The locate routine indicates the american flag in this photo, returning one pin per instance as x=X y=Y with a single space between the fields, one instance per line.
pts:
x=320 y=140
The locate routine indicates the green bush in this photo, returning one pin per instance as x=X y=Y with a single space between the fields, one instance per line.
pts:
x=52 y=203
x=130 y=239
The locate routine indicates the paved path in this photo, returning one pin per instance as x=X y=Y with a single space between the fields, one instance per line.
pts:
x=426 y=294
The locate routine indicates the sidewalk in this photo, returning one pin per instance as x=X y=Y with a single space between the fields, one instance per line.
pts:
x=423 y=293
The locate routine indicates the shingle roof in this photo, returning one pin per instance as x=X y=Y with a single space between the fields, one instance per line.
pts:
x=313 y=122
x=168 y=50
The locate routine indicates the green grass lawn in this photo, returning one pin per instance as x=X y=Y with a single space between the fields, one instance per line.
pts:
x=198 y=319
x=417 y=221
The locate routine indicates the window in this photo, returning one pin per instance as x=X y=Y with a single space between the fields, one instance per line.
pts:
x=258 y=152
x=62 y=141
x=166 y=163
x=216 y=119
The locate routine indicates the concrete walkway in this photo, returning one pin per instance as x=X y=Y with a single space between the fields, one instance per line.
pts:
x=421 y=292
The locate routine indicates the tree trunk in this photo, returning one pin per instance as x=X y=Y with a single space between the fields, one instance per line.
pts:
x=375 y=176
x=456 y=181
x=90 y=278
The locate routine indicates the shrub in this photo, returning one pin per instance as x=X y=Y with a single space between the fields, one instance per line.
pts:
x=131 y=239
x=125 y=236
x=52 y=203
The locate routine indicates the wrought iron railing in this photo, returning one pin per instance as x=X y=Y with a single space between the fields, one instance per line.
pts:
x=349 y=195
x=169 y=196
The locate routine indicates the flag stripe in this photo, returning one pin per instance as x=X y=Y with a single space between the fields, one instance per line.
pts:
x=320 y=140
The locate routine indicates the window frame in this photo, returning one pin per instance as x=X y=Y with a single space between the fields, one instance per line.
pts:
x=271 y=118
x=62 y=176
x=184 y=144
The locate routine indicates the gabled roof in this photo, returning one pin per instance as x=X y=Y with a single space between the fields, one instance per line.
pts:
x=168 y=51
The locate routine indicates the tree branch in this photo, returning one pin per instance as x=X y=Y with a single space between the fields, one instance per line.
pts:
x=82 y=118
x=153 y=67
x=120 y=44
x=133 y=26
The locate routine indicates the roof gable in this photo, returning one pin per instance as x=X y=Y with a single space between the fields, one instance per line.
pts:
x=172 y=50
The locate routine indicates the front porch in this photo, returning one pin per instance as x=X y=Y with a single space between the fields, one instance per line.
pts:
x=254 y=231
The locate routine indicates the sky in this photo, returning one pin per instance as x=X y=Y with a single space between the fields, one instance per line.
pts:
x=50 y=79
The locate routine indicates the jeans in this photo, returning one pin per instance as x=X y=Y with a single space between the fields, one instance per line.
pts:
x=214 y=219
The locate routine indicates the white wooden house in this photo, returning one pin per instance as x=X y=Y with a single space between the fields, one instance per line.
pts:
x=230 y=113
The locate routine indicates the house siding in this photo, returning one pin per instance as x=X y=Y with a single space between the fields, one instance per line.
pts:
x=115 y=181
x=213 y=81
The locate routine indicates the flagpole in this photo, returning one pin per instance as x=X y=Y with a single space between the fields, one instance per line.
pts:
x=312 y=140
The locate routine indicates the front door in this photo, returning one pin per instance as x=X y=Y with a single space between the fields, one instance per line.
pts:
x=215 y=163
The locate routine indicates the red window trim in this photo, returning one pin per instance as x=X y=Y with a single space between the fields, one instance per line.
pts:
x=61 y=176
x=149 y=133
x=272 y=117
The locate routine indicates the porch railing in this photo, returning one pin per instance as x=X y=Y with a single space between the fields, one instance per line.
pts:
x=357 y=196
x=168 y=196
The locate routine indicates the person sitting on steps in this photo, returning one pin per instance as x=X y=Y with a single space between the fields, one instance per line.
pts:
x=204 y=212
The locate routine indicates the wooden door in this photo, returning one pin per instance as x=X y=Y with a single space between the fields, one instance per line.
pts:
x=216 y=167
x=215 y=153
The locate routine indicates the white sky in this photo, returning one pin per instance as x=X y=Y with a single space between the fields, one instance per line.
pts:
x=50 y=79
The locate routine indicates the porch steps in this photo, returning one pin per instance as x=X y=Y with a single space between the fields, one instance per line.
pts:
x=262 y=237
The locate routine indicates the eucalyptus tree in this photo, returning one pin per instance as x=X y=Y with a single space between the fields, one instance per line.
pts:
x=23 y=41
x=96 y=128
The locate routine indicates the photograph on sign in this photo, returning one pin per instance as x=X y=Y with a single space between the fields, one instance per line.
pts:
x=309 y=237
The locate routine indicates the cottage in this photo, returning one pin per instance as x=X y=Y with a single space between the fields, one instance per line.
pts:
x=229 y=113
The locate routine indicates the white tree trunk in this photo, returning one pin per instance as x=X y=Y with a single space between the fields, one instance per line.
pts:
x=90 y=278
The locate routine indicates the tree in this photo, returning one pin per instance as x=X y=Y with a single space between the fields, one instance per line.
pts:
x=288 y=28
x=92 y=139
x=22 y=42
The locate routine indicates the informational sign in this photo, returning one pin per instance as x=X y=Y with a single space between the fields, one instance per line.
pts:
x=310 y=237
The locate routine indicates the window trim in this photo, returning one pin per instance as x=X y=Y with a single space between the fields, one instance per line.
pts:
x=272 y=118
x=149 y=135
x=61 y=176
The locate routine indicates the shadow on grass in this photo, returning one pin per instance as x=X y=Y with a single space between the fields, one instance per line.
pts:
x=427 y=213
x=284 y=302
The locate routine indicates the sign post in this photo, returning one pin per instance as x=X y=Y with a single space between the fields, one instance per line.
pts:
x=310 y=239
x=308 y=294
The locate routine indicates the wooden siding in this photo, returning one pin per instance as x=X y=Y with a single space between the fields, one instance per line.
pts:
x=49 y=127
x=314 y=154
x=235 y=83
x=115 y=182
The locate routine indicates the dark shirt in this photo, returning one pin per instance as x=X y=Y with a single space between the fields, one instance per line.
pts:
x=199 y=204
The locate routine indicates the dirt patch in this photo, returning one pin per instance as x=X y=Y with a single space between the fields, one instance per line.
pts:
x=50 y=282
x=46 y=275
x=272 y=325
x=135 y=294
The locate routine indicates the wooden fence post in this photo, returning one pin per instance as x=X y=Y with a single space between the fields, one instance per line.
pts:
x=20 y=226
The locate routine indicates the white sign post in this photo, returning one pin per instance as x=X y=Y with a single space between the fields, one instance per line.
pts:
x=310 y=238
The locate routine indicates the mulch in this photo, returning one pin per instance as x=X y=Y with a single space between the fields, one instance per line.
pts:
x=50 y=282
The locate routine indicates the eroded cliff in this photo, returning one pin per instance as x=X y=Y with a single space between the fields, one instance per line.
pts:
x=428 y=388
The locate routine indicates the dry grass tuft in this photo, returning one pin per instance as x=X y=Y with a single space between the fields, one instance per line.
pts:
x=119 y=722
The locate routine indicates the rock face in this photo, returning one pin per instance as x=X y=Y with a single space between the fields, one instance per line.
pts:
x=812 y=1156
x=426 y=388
============
TASK BRIEF » The full listing above is to be given again exactly.

TASK RESPONSE »
The locate routine indicates the american flag in this photo, returning one pin per instance as x=X y=Y with a single space between the fields, one instance per line.
pts:
x=320 y=140
The locate routine indicates the green bush in this photo, returning one pin per instance as x=X y=Y with a single space between the fields, one instance per line.
pts:
x=52 y=203
x=130 y=239
The locate routine indicates the paved path in this photo, returning one pin per instance as x=X y=Y with a single space between the fields, one instance per line.
pts:
x=426 y=294
The locate routine indicates the sidewalk in this photo, returning one pin per instance as x=X y=Y with a single space between the fields, one instance per line.
pts:
x=423 y=293
The locate routine indicates the shingle roof in this photo, returning one pin per instance as x=X y=Y with a single space between the fields, one instance per line.
pts:
x=313 y=122
x=168 y=50
The locate routine indicates the green grass lawn in this photo, returning one pin per instance as x=X y=Y with a single space between the fields, one instance per line.
pts:
x=198 y=319
x=417 y=221
The locate routine indicates the window in this photo, returning one pin per instance as x=X y=Y with a single space between the fields, one instance per line.
pts:
x=258 y=152
x=62 y=141
x=166 y=163
x=216 y=119
The locate routine indicates the concrete walkway in this photo, returning one pin per instance as x=X y=Y with a single space between the fields, one instance per line.
pts:
x=421 y=292
The locate routine indicates the tree trunk in this photo, returning one pin per instance as x=X y=Y with a single space between the fields, one instance per line.
pts:
x=375 y=176
x=456 y=181
x=90 y=278
The locate routine indicates the shrub in this photo, returning one pin per instance as x=X y=Y with a single space between the fields, one instance per line.
pts:
x=131 y=239
x=125 y=236
x=52 y=203
The locate routine indicates the wrought iron railing in this photo, returning one pin per instance as x=X y=Y with a single space between the fields, one instance per line.
pts:
x=349 y=195
x=169 y=196
The locate routine indicates the flag stripe in this photo, returning one pin per instance as x=X y=Y with a single space between the fields, one instance per line.
pts:
x=320 y=140
The locate routine indicates the window frame in this photo, returning one pin per instance as x=X y=Y with a single space between the fields, one instance per line.
pts:
x=271 y=118
x=62 y=176
x=184 y=144
The locate routine indicates the gabled roof in this photo, returning one pin per instance as x=X y=Y with a single space between the fields, one instance per line.
pts:
x=168 y=51
The locate routine indicates the tree branch in this photo, returning one pin per instance as x=X y=Y with a single space between the fields, one instance per line.
pts:
x=82 y=118
x=153 y=67
x=120 y=44
x=133 y=26
The locate routine indicates the roof gable in this photo, returning one pin per instance as x=X y=Y with a single space between the fields, one instance per line.
pts:
x=172 y=50
The locate routine indicates the front porch in this photo, returning one pin per instance as x=X y=Y with a single space between the fields, one instance per line.
pts:
x=254 y=231
The locate routine indicates the sky in this photo, returning one pin per instance as x=X y=Y with a single space between the fields, one instance per line.
pts:
x=50 y=79
The locate routine indicates the jeans in this photo, returning one pin per instance as x=X y=Y with a single space between the fields, one instance per line.
pts:
x=214 y=219
The locate routine indicates the white wooden house in this photo, returning one pin per instance as x=X y=Y with a single space between the fields, one instance per line.
pts:
x=230 y=113
The locate routine indicates the house siding in this photo, returning one pin per instance as x=X y=Y with a single space between the fields, one instance per line.
pts:
x=115 y=181
x=213 y=81
The locate routine indicates the flagpole in this photo, returning one pin per instance as x=X y=Y with a single space between the fields, one instance per line.
pts:
x=312 y=140
The locate routine indicates the front door in this photo, returning one pin per instance as x=X y=Y with a single space between the fields, one instance per line.
pts:
x=215 y=163
The locate routine indicates the red window trim in this photo, returning one pin per instance as x=X y=Y with a single space between the fields, one instance per line.
pts:
x=61 y=176
x=149 y=133
x=272 y=117
The locate routine indicates the porch railing in this photo, returning one pin per instance as x=X y=Y with a single space between the fields, one instance per line.
pts:
x=357 y=196
x=168 y=196
The locate routine indicates the person sitting on steps in this photo, returning one pin per instance as x=X y=Y with a single space between the fields, one instance per line.
pts:
x=204 y=212
The locate routine indicates the wooden door in this photo, returning one pin per instance as x=X y=Y with a single space between the fields, one instance per line.
pts:
x=216 y=167
x=215 y=153
The locate routine indicates the white sky in this photo, returning one pin per instance as x=X y=Y with a single space between the fields, one instance per line.
pts:
x=50 y=79
The locate routine indicates the porch steps in this photo, returning one pin per instance as x=X y=Y with a single space between the fields, one instance per line.
pts:
x=262 y=237
The locate routine indicates the eucalyptus tree in this photo, returning one pin per instance as x=X y=Y with a single space between the fields, one instance per line.
pts:
x=23 y=41
x=96 y=128
The locate routine indicates the photograph on sign in this photo, returning one pin per instance as x=X y=Y with a single space between the fields, one instance per line.
pts:
x=309 y=237
The locate routine indicates the cottage in this photo, returning one pin per instance as x=X y=Y with a single space between the fields, one instance per line.
pts:
x=229 y=113
The locate routine indicates the white tree trunk in this photo, returning one pin per instance as x=X y=Y with a single space between the fields, one instance per line.
pts:
x=90 y=278
The locate routine indicates the tree in this photo, returning one pin per instance as x=X y=Y with a single space between the fields, one instance per line.
pts:
x=288 y=28
x=92 y=139
x=22 y=42
The locate routine indicates the informational sign in this photo, returning one pin per instance as x=X y=Y with a single space between the fields, one instance per line.
pts:
x=310 y=237
The locate routine indicates the window trim in this photo, returning one pin per instance as x=X y=Y with a single space between the fields, one instance per line.
pts:
x=272 y=118
x=149 y=135
x=61 y=176
The locate routine indicates the shadow on grass in this photo, returning one pin per instance as x=X y=Y with a single space between the fields, one instance per line.
pts:
x=427 y=213
x=284 y=302
The locate routine indicates the sign post in this photo, returning one pin per instance as x=X y=Y with a single space between the fields, one instance per line.
pts:
x=310 y=239
x=308 y=294
The locate routine indicates the wooden siding in this photo, returning one pin per instance as x=X y=Y with a single space between the fields, one instance per line.
pts:
x=49 y=127
x=314 y=154
x=235 y=83
x=115 y=182
The locate routine indicates the dark shirt in this photo, returning one pin per instance as x=X y=Y with a single space between the fields, one instance per line.
pts:
x=199 y=204
The locate routine indicates the dirt patch in this photo, returning one pin per instance as x=X y=Y with a single space between the fields, one instance per line.
pts:
x=50 y=282
x=46 y=275
x=272 y=325
x=135 y=294
The locate routine indicates the wooden fence post in this photo, returning one pin per instance as x=X y=Y with a single space between the fields, one instance per line.
pts:
x=20 y=226
The locate routine indicates the white sign post in this photo, returning one pin per instance as x=X y=Y with a single space between the fields, one instance per line.
pts:
x=310 y=238
The locate routine indicates the mulch in this photo, returning one pin per instance as x=X y=Y with a single space between the fields, one instance per line.
pts:
x=50 y=282
The locate routine indicates the eroded cliff in this photo, returning one pin per instance as x=X y=Y with a single space between the fields, one instance per line.
pts:
x=428 y=388
The locate routine indicates the dry grass tuft in this photo, returning one pin per instance as x=X y=Y with a single space between the fields, one instance per line.
pts:
x=119 y=722
The locate routine indicates the rock face in this photo, returning one pin per instance as x=X y=Y with a single space between the fields, one instance per line.
pts:
x=812 y=1156
x=426 y=388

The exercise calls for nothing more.